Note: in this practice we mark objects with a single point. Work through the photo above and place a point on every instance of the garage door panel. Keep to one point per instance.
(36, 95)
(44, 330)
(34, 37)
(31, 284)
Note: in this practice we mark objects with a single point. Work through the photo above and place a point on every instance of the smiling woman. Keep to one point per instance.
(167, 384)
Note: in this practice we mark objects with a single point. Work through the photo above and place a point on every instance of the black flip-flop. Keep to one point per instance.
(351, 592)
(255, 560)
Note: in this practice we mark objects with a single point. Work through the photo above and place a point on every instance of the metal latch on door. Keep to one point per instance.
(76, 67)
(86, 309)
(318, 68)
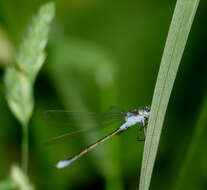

───

Line by line, retype the records above exactly, minus the images.

Note: in this practice we mark objects with a single point. Work through the photo above and place a point on every instance of the garage door panel. Keep to one point per instance.
(36, 95)
(44, 330)
(34, 37)
(31, 284)
Note: in this practice we mark objects with a single point. Work through the photo above and place a point on every instance of the smiling woman. Keep to one point per instance.
(167, 384)
Note: in this practice we mark objects with a single point. Work through the photo above and place a point on every instance of the black flip-flop. Keep to one point per instance.
(351, 592)
(255, 560)
Note: in this practice we mark objects with a single point. Work through the photo above and place a point on every instance of the metal latch on door. Keep to one point per instance.
(76, 67)
(86, 309)
(318, 68)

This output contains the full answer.